→ **Texto**
******************************
Nascimento do "tema de James Bond" de Monty Norman/John Barry. Autor de canções de sucesso para comédias musicais nos anos 50, Monty Norman, a convite dos produtores Broccoli e Saltzman criou o famoso tema (que, originalmente, possuia a letra "I was born with this unlucky sneeze and, what is worse, I came into the world with no name"), orquestrado por Burt Rhodes e dirigido por Eric Rogers. Porém, os produtores, insatisfeitos com o resultado, contratam o leader do combo de jazz, The John Barry Seven, que rearranjou o tema com o famoso solo de guitarra executado por Vic Flick. Alegadamente, "Underneath The Mango Tree" (uma das várias canções que Norman escrevera na Jamaica inspirado pela música local e que integrariam a banda sonora), esteve prevista para ser utilizada na totalidade da série.




From Russia With Love (1963)



Compositor e orquestrador, John Barry. Primeira canção-tema, "From Russia With Love" (Lionel Bart), interpretada por Matt Munro. John Barry que passa a "compositor-Bond" oficial, cria, então, um "tema-Bond" secundário que voltará a utlizar em "Thunderball", "You Only Live Twice", "Diamonds Are Forever" e "Moonraker". É a primeira vez que, no genérico, se usa o "tema-Bond". É reutilizada, na sequência da explosão dos barcos da SPECTRE, a música "Death Of Dr. No", do filme anterior.




Goldfinger (1964)

Compositor e orquestrador, John Barry. Canção-tema, "Goldfinger" (Leslie Bricusse/Anthony Newley/Barry), inspirada em "Mack The Knife", de Weill/Brecht, e interpretada por Shirley Bassey. John Barry estabelece definitivamente o "estilo orquestral-Bond": "o estilo Bond nasceu dos meus estudos com Bob Caruso, o arranjador de Stan Kenton. O som dos metais era puro Stan Kenton, Gerry Mulligan e Chico Hamilton, todo o jazz da West Coast. Ir até lá e escutá-los em primeira mão era algo que os discos nunca poderiam oferecer. O som era completamente físico, nunca tinha ouvido nada assim. Havia boas orquestras em Inglaterra mas nada como aquilo. Tinham uma abordagem inteiramente diferente. E os músicos de Stan Kenton eram incrivelmente sofisticados: imagine só que liam Proust nos camarins!".




Thunderball (1965)



Compositor e orquestrador, John Barry. Canção-tema, "Thunderball" (Don Black/Barry), interpretada por Tom Jones. Inclui também (só no disco da banda sonora, não no filme) a canção "Mr. Kiss Kiss Bang Bang" (L. Bricusse/Barry) que foi gravada por Dionne Warwick e Shirley Bassey. O tema de "Dr. No" volta a ser utlizado no genérico final.
******************************
→ **Dados apresentados**

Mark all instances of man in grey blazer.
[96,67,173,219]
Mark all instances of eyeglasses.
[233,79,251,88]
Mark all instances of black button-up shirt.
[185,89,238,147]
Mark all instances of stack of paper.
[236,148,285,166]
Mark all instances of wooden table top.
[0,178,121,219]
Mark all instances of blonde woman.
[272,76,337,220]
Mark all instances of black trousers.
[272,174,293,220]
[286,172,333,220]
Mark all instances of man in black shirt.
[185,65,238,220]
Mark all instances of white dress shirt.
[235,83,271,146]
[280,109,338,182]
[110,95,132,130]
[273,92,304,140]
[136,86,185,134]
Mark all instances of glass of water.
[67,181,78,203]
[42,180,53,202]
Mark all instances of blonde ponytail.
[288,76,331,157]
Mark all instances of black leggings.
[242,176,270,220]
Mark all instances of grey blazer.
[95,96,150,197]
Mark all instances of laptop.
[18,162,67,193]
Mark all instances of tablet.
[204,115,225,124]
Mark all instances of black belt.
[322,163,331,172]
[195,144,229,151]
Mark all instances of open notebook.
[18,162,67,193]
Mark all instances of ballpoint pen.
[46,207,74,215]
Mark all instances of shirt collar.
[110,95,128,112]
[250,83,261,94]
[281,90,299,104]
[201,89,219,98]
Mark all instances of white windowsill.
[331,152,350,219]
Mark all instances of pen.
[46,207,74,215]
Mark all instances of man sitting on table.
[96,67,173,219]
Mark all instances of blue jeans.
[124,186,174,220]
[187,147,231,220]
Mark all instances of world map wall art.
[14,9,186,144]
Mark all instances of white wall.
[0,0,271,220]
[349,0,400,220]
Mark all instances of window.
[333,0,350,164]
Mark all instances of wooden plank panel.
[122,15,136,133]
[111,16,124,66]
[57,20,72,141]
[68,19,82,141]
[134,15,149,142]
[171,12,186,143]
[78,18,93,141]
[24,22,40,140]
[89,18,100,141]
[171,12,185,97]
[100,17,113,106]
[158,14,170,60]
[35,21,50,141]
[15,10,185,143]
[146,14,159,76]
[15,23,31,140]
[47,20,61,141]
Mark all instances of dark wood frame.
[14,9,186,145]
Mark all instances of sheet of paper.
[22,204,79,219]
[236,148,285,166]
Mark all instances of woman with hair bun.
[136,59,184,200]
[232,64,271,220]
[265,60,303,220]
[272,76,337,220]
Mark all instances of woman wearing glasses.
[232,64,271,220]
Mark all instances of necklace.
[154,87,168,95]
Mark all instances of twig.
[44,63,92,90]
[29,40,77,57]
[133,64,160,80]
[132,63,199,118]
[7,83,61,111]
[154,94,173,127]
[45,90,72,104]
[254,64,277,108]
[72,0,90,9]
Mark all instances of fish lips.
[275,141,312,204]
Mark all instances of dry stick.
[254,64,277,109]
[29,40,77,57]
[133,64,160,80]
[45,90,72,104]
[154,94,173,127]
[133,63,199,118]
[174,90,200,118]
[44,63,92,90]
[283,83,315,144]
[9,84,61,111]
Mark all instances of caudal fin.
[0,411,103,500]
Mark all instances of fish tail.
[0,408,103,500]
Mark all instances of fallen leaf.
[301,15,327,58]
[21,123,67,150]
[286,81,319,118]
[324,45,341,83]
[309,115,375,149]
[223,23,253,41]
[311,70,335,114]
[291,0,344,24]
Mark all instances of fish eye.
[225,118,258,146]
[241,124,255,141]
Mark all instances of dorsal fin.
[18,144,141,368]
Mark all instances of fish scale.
******************************
→ **Tarefas**
a) Para cada afirmação, diga se concorda com o texto sobre a música dos filmes de James Bond, com um sim ou um não e a citação exata das palavras do texto que o decidem.
(i) O solo de guitarra do tema de James Bond foi tocado por Vic Flick.
(ii) A canção "Goldfinger" foi interpretada por Tom Jones.
(iii) A canção "Mr. Kiss Kiss Bang Bang" ouve-se no filme "Thunderball".
b) Prossiga o texto sobre a música dos filmes de James Bond a partir da última frase apresentada.

→ **Respostas**
a)
(i) Sim: "com o famoso solo de guitarra executado por Vic Flick".
(ii) Não: "interpretada por Shirley Bassey".
(iii) Não: "(só no disco da banda sonora, não no filme)".

b)
You Only Live Twice (1967)



Compositor e orquestrador, John Barry. Canção-tema, "You Only Live Twice" (Leslie Bricusse/Barry), interpretada por Nancy Sinatra. Foi, inicialmente, gravada uma maqueta que viria a ser descartada onde a intérprete era Julie Rogers, cunhada de Don Black, autor de outras letras de canções-Bond. É a versão de 62 do "tema-Bond" que passa durante o genérico final.




Casino Royale (1967)



Compositor e orquestrador, Burt Bacharach. Neste episódio-pirata e lunático, paródia inteiramente não-oficial da série, não há vestígios do "tema-Bond", o tema-título é interpretado por Herb Alpert & His Tijuana Brass e Dusty Springfield canta "The Look Of Love" (David/Bacharach). Duas outras canções são incluidas, "Dream On James, You're Winning" e uma versão vocal do tema-título, possivelmente interpretadas por Scott Walker (o intérprete não é identificado), assim como uma citação do tema de "Born Free" com que John Barry ganhara um Óscar no ano anterior.




On Her Majesty's Secret Service (1969)



Compositor e orquestrador, John Barry. Canção-tema, "We Have All The Time In The World" (Hal David/Barry), interpretada por Louis Armstrong, a última canção que este gravou.



Inclui também a canção "Do You Know How Christmas Trees Are Grown?" (David/Barry), interpretada por Nina. Pela primeira vez, é utlizado um sintetizador numa banda sonora de James Bond. A versão de 62 do "tema-Bond" ouve-se pela última vez na série e são reutilizados fragmentos de "Underneath The Mango Tree", "From Russia With Love" e "Thunderball".




Diamonds Are Forever (1971)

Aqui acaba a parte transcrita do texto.